TASK STATEMENT:
Please copy the records below, substituting "every instance" for "each instance" everywhere it appears and keeping everything else the same.
[start]
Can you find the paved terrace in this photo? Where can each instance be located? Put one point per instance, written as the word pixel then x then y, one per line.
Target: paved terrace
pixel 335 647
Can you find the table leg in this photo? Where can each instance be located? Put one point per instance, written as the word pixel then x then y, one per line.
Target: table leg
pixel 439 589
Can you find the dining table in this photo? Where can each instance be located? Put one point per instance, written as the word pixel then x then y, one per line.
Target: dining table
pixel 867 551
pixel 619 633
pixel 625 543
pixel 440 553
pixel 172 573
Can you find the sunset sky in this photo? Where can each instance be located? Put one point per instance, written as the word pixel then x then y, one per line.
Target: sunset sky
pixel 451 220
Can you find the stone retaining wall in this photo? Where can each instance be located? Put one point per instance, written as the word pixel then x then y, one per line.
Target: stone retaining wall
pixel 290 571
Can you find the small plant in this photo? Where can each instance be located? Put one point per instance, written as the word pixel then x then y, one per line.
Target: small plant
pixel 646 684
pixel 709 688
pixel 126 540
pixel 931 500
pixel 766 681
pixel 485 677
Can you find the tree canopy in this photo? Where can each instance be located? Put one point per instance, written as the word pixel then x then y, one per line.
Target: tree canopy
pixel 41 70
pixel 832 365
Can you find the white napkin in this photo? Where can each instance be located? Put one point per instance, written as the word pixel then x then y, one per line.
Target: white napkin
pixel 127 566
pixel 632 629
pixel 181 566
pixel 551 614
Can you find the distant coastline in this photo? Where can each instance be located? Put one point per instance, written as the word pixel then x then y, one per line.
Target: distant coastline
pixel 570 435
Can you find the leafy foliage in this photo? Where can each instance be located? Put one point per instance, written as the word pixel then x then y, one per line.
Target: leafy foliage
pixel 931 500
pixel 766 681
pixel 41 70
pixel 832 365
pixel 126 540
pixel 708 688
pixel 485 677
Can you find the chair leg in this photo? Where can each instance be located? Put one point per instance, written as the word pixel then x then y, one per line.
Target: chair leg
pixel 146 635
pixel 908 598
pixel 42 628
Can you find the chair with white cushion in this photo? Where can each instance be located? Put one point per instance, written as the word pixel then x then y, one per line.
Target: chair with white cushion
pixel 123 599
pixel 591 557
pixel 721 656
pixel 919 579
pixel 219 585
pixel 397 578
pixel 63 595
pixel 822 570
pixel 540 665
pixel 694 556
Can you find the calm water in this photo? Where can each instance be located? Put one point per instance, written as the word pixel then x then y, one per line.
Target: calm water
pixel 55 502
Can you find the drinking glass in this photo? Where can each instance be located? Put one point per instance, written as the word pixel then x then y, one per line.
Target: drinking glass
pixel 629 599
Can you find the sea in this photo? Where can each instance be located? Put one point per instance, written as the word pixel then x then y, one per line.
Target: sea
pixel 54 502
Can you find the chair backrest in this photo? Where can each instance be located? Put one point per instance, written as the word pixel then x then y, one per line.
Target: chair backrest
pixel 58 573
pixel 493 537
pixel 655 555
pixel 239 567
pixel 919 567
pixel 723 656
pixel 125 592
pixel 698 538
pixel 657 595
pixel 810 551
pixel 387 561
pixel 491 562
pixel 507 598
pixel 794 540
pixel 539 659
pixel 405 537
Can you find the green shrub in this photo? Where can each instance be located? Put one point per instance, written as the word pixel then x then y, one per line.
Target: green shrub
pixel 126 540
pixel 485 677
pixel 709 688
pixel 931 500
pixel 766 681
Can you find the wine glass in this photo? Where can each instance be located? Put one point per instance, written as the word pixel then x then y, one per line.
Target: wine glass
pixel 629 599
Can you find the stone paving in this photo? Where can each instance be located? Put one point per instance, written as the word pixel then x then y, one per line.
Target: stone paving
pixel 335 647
[end]
TASK SOLUTION:
Can you find the paved terrace in this photo? Where can every instance be located? Put one point per instance, written as the word pixel then x then y, one per line.
Target: paved terrace
pixel 335 647
Can you find the table leg in this photo? Where can every instance be located? Put one point per instance, written as the word pixel then x then y, one per line.
Target: table leg
pixel 439 589
Can you find the dining table in this photo? Where can every instance be located? Put one point per instance, written as the word pixel then x then y, one per line.
Target: dining table
pixel 867 551
pixel 619 633
pixel 625 543
pixel 440 553
pixel 172 573
Can you find the sunset sky in this photo? Where can every instance be located? Put one point per instance, written as the word pixel then x then y, one per line.
Target: sunset sky
pixel 451 220
Can you find the stone retaining wall in this photo? Where can every instance be located? Put one point per instance, written as the word pixel then x then y, one per line.
Target: stone retaining wall
pixel 290 571
Can you find the small plant in this photo? Where can every instance be located? Put one point per instance, written as the word pixel then x then y, one per line.
Target: small plant
pixel 646 684
pixel 709 688
pixel 126 540
pixel 931 500
pixel 766 681
pixel 485 677
Can you find the tree canopy in this photo? Where can every instance be located? Put one point per instance, written as the word pixel then x then y, one per line.
Target: tree canopy
pixel 41 70
pixel 832 365
Can you find the white napkin in this photo? Where can every instance be located? Put one point per instance, written as the word pixel then x then y, one per line.
Target: white napkin
pixel 127 566
pixel 632 629
pixel 181 566
pixel 551 614
Can you find the distant coastline in this photo? Where can every instance be located? Put one point per instance, written as the word pixel then x then y, one per line.
Target: distant coastline
pixel 570 435
Can you find the leafy foliage in this photo? Where can every instance be located? Put one point per instance, written as the word pixel then x then y, one per line.
Target: leafy foliage
pixel 931 500
pixel 766 681
pixel 41 70
pixel 832 365
pixel 126 540
pixel 708 688
pixel 485 677
Can you find the chair leg in this photo? Where can every instance be located? Put one point per instance, written as the word pixel then x then y, one per line.
Target: chair leg
pixel 146 635
pixel 908 598
pixel 42 628
Can you find the chair with white cushion in this photo? Where can every instance be located? Put one point per instance, written as the word pixel then x then y, one per line.
Target: chair with white cushion
pixel 123 599
pixel 591 557
pixel 721 656
pixel 919 579
pixel 219 585
pixel 397 578
pixel 63 595
pixel 822 570
pixel 540 665
pixel 694 556
Can you find the calm water in this photo? Where can every instance be located? Put one point per instance, written as the word pixel then x then y, one per line.
Target: calm water
pixel 55 502
Can you find the drinking glass in this photo? Where can every instance be located? Put one point per instance, written as the word pixel then x then y, one per line.
Target: drinking glass
pixel 629 599
Can you find the sea in this photo? Where can every instance be located? Put one point per instance, written as the word pixel then x then y, one per line.
Target: sea
pixel 54 502
Can you find the chair backrest in this photo? Where can every instance be located? Put one point per instance, written as the word pixel then x then y, one per line.
Target: chair backrest
pixel 58 573
pixel 493 537
pixel 655 555
pixel 239 567
pixel 919 567
pixel 723 656
pixel 125 592
pixel 698 538
pixel 657 595
pixel 810 551
pixel 387 561
pixel 491 562
pixel 507 598
pixel 794 540
pixel 539 659
pixel 405 537
Can you find the green shrub in this photo? Where can every instance be located? Put one point per instance, written as the word pixel then x then y, one per line.
Target: green shrub
pixel 126 540
pixel 485 677
pixel 709 688
pixel 931 500
pixel 766 681
Can you find the wine glass in this photo? Where can every instance be located? Put one point per instance, written as the word pixel then x then y, one per line.
Target: wine glass
pixel 629 599
Can you find the stone paving in this photo? Where can every instance be located? Put one point per instance, written as the word pixel then x then y, one per line.
Target: stone paving
pixel 335 647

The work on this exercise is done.